## SOURCE PASSAGE

***

A number of public scientific experiments were perpetrated by the Professor of Anatomy from Bologna Giovanni Aldani in London on 17 January 1803. "Surrounded by eager publicity, Aldani attempted to revive the body of a murderer, one Thomas Forster, by the application of electrical charges six hours after he had been hanged at Newgate.
His demonstrations were graphically and melodramatically reported in the press: 'On the first application of the [electrical] arcs, the jaw began to quiver, the adjoining muscles were horribly contorted, and the left eye actually opened... The conductors being applied to the ear, and to the rectum, excited muscular contractions much stronger... The arms alternately rose and fell... the fists clenched and beat violently the table on which the body lay, natural respiration was artificially established... Vitality might have been fully restored, if many ulterior circumstances, had not rendered this - inappropriate'"*
Leading the medical thinking of the time was John Abernethy, born 1764, a "squat, sandy-haired (...) plain-spoken Scot of unconquerable shyness". In 1814, as a Professor of Anatomy at the Royal College of Surgeons he worked and lectured on 'An Enquiry into the Probability and Rationality of Mr. Hunter's Theory of Life' (towards the end of his medical career John Hunter had developed "certain undefined mystical yearnings" and speculated with the carrying substance of Life). Building on this Abernethy proposed Life was a 'subtle mobile, invisible substance (...) as magnetism is to iron, and as electricity is to various substances with which it may be connected'
In drawing analogies “between Vitality and electricity, Albertheny also called on the authority of Humphry Davy’s Bakerian lectures at the Royal Society. Like many scientific men of the day he was entranced by the potentialities of the voltaic battery, and its possible connections with ‘animal magnetism’ and human animation. ‘The experiments of Sir Humphry Davy seem to me to form an important link in the connexion of our knowledge of dead and living matter.’”

***

## ACTIVITIES
(1) Using the passage on electricity and life, answer these:
(a) How many hours after the hanging were the electrical charges applied to Thomas Forster's body?
(b) In what year was John Abernethy born?
(c) Whose Bakerian lectures at the Royal Society were called on for authority?
(2) Please pick up the passage on electricity and life after its final sentence and carry it on for one more paragraph.

## DATA EXCERPT
***

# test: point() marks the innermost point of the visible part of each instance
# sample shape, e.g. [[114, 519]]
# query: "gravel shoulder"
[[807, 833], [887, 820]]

***

## RESPONSES PER TASK
(1)
(a) Six hours
(b) 1764
(c) Humphry Davy's

(2)
It was to one of Humphry Davy’s earlier public lectures on chemistry at the Royal Institution in 1812 that William Goodwin first took her 14 year-old daughter Mary to listen in. Not a coincidence, Goodwin’s daughter would later marry a patient of “the youngest and most gifted pupil of Albertheny (William Lawrence, in time one of Albertheny’s most fierce opponents). Mary would share with her husband an interest in Vitalism and the heated debate on the source of life and man’s intervention.
At the height of the Vitalism debate and witness to most medical and philosophical debates on the topic they travelled to Italy and later to Switzerland. By this time Mary had adopted her husband’s family name ‘Shelley’. What happened next you already know.